The data is to be retyped in full, exactly.

----

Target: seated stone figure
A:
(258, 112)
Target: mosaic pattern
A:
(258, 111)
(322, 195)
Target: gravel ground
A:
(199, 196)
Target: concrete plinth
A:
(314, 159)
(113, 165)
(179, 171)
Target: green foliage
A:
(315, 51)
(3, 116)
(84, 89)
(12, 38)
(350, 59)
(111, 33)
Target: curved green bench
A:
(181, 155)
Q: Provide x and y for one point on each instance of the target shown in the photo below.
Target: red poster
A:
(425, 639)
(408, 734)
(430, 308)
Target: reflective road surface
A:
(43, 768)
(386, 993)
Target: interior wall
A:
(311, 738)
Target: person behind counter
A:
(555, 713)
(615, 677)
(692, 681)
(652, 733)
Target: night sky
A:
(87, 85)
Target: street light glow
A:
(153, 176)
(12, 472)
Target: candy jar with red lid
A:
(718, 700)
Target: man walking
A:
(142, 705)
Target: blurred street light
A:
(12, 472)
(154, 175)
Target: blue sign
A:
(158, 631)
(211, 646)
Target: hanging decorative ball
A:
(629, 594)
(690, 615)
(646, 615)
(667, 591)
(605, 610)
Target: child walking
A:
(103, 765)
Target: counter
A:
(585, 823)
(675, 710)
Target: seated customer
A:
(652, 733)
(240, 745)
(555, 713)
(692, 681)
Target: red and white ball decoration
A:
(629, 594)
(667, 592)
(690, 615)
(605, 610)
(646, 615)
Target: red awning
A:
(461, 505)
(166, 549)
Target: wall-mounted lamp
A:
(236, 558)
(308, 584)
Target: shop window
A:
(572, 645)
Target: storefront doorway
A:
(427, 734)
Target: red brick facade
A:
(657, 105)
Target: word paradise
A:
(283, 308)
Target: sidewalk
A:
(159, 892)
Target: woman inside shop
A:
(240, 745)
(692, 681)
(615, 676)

----

### RESPONSE:
Target: seated stone figure
A:
(258, 112)
Target: mosaic pattern
A:
(258, 111)
(322, 195)
Target: gravel ground
A:
(199, 196)
Target: concrete plinth
A:
(314, 159)
(113, 165)
(179, 171)
Target: green foliage
A:
(315, 51)
(3, 116)
(84, 89)
(12, 38)
(350, 59)
(111, 33)
Target: curved green bench
A:
(181, 155)
Q: Provide x and y for one point on each instance of the target shown in the photo below.
Target: red poster
A:
(425, 639)
(408, 734)
(430, 308)
Target: reflective road surface
A:
(43, 768)
(386, 993)
Target: interior wall
A:
(311, 738)
Target: person behind counter
A:
(555, 713)
(615, 677)
(692, 681)
(652, 733)
Target: night sky
A:
(87, 85)
Target: street light glow
A:
(153, 176)
(12, 472)
Target: candy jar with red lid
A:
(718, 700)
Target: man walking
A:
(142, 705)
Target: blurred street light
A:
(12, 472)
(154, 175)
Target: blue sign
A:
(158, 631)
(211, 646)
Target: hanging decorative ball
A:
(629, 594)
(690, 615)
(646, 615)
(667, 591)
(605, 610)
Target: child walking
A:
(103, 765)
Target: counter
A:
(585, 823)
(675, 710)
Target: seated customer
A:
(652, 733)
(240, 745)
(555, 713)
(692, 681)
Target: red and white ball decoration
A:
(629, 594)
(667, 592)
(690, 615)
(605, 610)
(646, 615)
Target: red awning
A:
(461, 505)
(166, 549)
Target: wall-mounted lamp
A:
(236, 558)
(308, 584)
Target: shop window
A:
(572, 645)
Target: storefront doorway
A:
(427, 734)
Target: red brick facade
A:
(657, 105)
Target: word paradise
A:
(283, 308)
Target: sidewalk
A:
(159, 892)
Target: woman inside shop
A:
(240, 745)
(692, 681)
(615, 676)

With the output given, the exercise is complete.